== Prompt ==
Exact copies of all the records are to be printed.

[Start of section]

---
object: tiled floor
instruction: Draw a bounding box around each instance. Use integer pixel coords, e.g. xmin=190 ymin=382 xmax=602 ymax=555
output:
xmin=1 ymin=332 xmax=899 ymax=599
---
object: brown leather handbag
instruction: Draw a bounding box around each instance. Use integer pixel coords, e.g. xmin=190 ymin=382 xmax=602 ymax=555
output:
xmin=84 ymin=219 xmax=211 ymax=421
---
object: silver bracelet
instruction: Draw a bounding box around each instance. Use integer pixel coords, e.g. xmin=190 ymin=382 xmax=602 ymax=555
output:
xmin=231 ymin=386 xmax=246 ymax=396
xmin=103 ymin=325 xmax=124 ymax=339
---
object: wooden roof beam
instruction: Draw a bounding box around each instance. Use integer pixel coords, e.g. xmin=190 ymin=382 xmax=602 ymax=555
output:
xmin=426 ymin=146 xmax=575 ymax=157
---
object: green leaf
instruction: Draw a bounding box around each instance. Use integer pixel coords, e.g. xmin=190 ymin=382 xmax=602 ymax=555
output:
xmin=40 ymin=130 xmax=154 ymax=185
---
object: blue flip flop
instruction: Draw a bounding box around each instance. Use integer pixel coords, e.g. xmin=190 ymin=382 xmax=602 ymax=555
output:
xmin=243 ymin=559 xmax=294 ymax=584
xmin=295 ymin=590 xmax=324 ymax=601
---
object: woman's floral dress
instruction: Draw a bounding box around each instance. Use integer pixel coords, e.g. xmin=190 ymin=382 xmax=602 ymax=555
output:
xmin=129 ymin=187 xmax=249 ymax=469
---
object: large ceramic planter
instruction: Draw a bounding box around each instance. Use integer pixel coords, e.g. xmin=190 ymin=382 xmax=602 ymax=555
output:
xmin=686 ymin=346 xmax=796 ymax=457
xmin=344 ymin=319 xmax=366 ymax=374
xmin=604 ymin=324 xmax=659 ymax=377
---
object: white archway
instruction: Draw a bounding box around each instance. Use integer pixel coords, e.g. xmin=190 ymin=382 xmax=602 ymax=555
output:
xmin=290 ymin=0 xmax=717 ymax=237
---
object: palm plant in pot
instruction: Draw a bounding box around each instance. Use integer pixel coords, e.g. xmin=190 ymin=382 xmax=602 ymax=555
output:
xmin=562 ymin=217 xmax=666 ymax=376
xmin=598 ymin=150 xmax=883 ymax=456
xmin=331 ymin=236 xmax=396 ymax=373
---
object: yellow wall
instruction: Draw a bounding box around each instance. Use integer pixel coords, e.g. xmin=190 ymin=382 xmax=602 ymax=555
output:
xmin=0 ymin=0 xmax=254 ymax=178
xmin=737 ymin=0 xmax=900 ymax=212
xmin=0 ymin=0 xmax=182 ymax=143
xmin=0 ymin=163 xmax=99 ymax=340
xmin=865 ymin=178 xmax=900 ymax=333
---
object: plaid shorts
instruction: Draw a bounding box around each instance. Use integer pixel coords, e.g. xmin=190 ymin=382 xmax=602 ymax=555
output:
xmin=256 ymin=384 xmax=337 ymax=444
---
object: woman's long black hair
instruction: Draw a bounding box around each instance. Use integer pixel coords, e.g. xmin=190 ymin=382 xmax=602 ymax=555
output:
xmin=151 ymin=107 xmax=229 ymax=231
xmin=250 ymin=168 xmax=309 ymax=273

[End of section]

== Response area ==
---
object: tiled floor
instruction: Draw a bounding box around each instance. Use integer pixel coords, e.g. xmin=190 ymin=382 xmax=602 ymax=555
output:
xmin=1 ymin=332 xmax=899 ymax=599
---
object: brown leather handbag
instruction: Draw a bounding box around each instance. Use integer pixel coords, e.g. xmin=190 ymin=382 xmax=602 ymax=555
output:
xmin=84 ymin=219 xmax=211 ymax=421
---
object: silver bracelet
instruction: Draw a bounding box around each instance. Use integer pixel coords, e.g. xmin=190 ymin=382 xmax=602 ymax=555
output:
xmin=231 ymin=386 xmax=246 ymax=396
xmin=103 ymin=325 xmax=124 ymax=339
---
object: wooden roof beam
instruction: Draw a bounding box around each instance. Use integer pixel coords, e.g. xmin=190 ymin=382 xmax=602 ymax=555
output:
xmin=426 ymin=146 xmax=575 ymax=157
---
object: green leaf
instruction: Draw a bounding box around each instance. Use integer pixel coords, e.g. xmin=190 ymin=382 xmax=602 ymax=555
output:
xmin=40 ymin=130 xmax=154 ymax=185
---
object: blue flip flop
instruction: Draw a bounding box around each instance. Use integer pixel coords, e.g. xmin=190 ymin=382 xmax=602 ymax=555
output:
xmin=243 ymin=559 xmax=294 ymax=584
xmin=295 ymin=590 xmax=324 ymax=601
---
object: woman's floral dress
instruction: Draw a bounding box around each instance. Use integer pixel coords, e.g. xmin=190 ymin=382 xmax=602 ymax=555
output:
xmin=129 ymin=187 xmax=249 ymax=469
---
object: large ceramic planter
instruction: Draw a bounding box around each instance. Use integer pixel coords, e.g. xmin=190 ymin=382 xmax=602 ymax=555
output:
xmin=686 ymin=346 xmax=796 ymax=457
xmin=344 ymin=319 xmax=366 ymax=374
xmin=604 ymin=324 xmax=659 ymax=377
---
object: white archway
instruction: Draw a bounding box around each instance. Use integer pixel coords, e.g. xmin=190 ymin=382 xmax=602 ymax=555
output:
xmin=290 ymin=0 xmax=717 ymax=237
---
object: palm plant in pot
instruction: Draw a bounding box around each instance. Use integer pixel coords, e.g. xmin=190 ymin=382 xmax=602 ymax=555
output:
xmin=562 ymin=217 xmax=666 ymax=376
xmin=598 ymin=150 xmax=883 ymax=456
xmin=331 ymin=236 xmax=396 ymax=373
---
object: yellow wall
instruction: Draw a bounding box around each instance. Use integer pixel coords, e.g. xmin=190 ymin=382 xmax=602 ymax=555
output:
xmin=0 ymin=0 xmax=254 ymax=178
xmin=737 ymin=0 xmax=900 ymax=212
xmin=0 ymin=0 xmax=182 ymax=143
xmin=0 ymin=163 xmax=99 ymax=340
xmin=865 ymin=178 xmax=900 ymax=333
---
object: plaid shorts
instruction: Draw a bounding box around each instance. Use integer pixel coords, e.g. xmin=190 ymin=382 xmax=602 ymax=555
output:
xmin=256 ymin=384 xmax=337 ymax=444
---
object: woman's long black hair
instruction: Draw a bounding box around each instance. Use integer pixel coords, e.g. xmin=190 ymin=382 xmax=602 ymax=555
output:
xmin=151 ymin=107 xmax=229 ymax=231
xmin=250 ymin=168 xmax=309 ymax=273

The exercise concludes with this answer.